[Coordinate annotation records]

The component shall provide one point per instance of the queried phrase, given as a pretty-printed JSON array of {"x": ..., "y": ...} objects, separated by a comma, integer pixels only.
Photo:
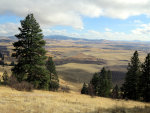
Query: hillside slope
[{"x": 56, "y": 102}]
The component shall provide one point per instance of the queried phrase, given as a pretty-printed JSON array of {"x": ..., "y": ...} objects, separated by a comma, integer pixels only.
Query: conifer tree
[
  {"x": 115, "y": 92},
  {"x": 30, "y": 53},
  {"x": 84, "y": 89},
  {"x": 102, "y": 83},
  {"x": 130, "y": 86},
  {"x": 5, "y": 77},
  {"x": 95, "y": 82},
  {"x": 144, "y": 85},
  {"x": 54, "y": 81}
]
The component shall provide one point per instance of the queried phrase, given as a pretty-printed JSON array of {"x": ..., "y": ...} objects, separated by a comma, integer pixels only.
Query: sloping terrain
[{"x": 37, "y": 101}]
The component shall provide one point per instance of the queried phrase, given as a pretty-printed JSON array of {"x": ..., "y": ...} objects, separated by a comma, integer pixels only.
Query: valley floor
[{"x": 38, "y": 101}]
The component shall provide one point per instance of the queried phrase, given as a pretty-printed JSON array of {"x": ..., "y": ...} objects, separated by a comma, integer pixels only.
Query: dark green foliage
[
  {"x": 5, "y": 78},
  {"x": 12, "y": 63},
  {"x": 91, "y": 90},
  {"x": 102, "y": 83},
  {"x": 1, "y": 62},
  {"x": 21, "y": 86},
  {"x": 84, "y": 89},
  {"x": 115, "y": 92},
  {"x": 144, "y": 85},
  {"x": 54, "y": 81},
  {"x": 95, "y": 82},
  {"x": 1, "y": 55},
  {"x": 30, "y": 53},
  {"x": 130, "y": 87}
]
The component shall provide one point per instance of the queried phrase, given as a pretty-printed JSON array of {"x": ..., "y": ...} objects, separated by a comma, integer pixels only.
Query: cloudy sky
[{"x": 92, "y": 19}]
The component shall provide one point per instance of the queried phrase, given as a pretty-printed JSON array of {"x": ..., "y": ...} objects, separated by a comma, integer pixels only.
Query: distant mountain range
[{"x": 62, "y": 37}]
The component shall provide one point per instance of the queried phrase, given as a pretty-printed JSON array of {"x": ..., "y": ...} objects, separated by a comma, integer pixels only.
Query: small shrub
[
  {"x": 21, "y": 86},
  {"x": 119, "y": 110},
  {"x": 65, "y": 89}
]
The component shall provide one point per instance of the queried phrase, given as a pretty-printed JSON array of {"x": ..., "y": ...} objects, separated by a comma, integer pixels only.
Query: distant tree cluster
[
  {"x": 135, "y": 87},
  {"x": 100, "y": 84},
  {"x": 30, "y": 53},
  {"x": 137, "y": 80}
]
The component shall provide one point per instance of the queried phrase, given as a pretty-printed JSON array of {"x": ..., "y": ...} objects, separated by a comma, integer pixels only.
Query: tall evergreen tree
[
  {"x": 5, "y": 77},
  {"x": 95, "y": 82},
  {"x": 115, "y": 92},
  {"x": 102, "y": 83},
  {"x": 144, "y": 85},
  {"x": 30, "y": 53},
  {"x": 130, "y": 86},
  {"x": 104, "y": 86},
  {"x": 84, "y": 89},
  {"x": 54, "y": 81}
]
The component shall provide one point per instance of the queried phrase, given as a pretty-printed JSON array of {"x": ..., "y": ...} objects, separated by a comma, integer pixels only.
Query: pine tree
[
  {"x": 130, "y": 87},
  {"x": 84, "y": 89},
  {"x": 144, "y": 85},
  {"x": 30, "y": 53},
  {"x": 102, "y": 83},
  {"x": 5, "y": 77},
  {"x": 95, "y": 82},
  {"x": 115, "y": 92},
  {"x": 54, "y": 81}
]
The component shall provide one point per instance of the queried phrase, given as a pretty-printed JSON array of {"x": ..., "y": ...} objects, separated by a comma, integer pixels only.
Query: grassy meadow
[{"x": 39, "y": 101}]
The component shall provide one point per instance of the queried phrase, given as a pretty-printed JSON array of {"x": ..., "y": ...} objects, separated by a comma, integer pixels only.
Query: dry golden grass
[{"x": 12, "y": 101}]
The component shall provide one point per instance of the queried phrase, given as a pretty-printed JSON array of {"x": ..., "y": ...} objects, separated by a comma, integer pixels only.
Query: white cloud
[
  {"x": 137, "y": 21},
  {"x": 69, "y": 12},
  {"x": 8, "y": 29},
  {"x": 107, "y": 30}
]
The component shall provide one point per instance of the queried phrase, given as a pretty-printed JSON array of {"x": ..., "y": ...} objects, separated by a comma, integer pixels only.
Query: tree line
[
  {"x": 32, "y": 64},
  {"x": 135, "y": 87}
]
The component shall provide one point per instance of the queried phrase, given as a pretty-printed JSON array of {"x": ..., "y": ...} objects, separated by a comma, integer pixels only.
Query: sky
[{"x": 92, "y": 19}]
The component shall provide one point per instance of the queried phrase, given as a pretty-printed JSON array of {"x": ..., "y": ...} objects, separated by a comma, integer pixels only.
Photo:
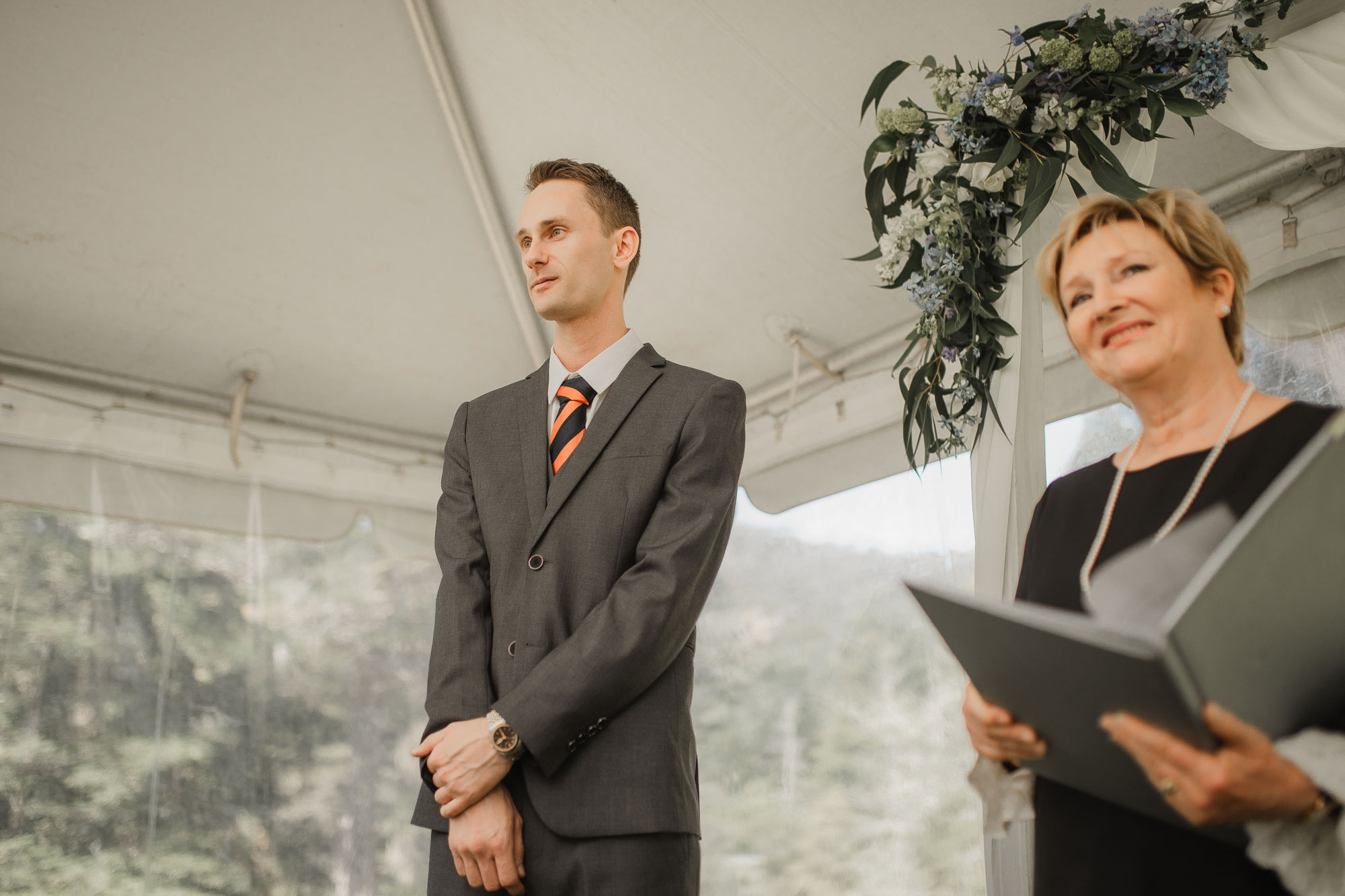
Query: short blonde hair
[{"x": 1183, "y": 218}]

==

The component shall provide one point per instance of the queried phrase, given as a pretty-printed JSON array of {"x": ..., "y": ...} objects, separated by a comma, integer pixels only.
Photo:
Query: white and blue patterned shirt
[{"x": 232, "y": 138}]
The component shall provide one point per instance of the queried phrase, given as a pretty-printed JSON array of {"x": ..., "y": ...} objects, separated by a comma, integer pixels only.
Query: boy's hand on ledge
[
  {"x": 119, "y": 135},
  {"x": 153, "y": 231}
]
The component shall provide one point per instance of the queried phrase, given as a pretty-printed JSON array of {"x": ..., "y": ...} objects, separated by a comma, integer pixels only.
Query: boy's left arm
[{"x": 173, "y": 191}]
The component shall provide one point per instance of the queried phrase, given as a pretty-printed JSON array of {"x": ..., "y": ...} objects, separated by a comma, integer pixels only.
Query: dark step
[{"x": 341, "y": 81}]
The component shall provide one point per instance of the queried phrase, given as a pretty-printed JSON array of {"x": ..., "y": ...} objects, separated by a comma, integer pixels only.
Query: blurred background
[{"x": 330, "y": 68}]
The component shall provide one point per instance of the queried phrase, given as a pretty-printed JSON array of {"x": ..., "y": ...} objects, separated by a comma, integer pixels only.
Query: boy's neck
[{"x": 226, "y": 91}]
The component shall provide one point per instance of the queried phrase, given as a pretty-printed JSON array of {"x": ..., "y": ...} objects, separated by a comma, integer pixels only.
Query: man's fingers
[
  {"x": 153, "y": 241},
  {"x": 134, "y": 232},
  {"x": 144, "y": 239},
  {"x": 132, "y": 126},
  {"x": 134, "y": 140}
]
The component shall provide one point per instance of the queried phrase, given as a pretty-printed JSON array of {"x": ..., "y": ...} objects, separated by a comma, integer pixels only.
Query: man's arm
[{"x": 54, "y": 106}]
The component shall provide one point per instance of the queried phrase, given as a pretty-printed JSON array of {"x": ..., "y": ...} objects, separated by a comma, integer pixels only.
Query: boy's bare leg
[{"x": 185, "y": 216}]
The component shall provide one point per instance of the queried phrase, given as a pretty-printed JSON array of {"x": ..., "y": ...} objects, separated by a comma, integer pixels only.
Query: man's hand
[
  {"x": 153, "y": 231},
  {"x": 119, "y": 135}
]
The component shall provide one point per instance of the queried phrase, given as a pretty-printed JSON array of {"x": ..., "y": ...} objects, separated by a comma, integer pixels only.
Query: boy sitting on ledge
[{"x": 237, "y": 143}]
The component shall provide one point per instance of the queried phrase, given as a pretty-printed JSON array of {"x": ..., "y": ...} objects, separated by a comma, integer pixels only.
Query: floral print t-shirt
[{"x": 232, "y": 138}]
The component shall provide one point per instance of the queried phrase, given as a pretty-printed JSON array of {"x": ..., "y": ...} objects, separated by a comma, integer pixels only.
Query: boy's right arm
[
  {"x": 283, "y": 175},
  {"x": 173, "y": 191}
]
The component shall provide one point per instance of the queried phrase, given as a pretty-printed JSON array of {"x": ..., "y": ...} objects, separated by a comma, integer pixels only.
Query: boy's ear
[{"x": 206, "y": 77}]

Exercise aim
Return every line of the listing that contains the string "tree", treating case as significant.

Expected answer
Query: conifer tree
Query: distant tree cluster
Query: tall evergreen tree
Query: pine tree
Query: tree line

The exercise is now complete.